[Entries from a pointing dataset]
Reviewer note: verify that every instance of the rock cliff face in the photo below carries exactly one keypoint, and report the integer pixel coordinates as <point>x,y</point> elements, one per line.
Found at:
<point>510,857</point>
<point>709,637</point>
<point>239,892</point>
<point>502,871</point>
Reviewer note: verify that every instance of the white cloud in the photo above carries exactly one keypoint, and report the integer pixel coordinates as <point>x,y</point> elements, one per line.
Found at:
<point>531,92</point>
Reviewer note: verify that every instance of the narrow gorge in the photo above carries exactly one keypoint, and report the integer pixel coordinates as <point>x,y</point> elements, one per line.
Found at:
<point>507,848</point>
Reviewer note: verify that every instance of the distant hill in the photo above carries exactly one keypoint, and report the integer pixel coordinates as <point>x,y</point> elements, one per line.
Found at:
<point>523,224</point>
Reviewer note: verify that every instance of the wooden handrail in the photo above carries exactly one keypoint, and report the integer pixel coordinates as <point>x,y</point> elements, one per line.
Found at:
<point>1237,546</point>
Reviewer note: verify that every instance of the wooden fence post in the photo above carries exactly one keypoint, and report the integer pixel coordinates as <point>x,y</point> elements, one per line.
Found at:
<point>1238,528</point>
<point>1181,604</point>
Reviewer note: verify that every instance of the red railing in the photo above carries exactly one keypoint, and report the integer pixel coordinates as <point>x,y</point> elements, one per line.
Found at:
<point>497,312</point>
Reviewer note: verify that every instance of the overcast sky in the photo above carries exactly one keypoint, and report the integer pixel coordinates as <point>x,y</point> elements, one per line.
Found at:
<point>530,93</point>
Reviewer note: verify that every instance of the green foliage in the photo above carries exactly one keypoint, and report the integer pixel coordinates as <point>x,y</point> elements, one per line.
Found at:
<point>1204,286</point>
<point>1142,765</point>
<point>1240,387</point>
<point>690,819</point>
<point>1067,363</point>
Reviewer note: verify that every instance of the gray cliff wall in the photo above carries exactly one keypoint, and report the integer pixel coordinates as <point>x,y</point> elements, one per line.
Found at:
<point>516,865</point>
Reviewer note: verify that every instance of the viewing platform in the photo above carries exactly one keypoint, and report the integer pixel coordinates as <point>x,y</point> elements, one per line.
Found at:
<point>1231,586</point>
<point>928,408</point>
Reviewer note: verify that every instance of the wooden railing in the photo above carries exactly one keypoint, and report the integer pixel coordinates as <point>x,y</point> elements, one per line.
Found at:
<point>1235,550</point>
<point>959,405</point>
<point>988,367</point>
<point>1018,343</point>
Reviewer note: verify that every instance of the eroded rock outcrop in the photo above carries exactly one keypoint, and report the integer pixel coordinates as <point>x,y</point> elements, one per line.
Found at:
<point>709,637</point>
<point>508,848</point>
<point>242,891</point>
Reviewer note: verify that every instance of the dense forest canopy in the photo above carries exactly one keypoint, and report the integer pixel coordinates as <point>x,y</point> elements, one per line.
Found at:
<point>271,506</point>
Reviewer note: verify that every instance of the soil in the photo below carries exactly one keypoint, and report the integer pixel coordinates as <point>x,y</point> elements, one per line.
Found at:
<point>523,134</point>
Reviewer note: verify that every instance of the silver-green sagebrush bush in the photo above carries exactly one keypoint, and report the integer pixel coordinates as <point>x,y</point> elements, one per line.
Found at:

→ **Exercise brief**: Return the lines of the records above word for word, starting at the line that contains "Reviewer note: verify that every instance of the wooden fence" and ending at the line that contains "<point>1181,604</point>", with both of those lines included.

→ **Written solution**:
Reviewer note: verify that every instance of the wooden fence post in the photo above carries exactly one keypoint, and report the integer pixel coordinates as <point>x,y</point> elements, one per line.
Found at:
<point>1238,528</point>
<point>1181,604</point>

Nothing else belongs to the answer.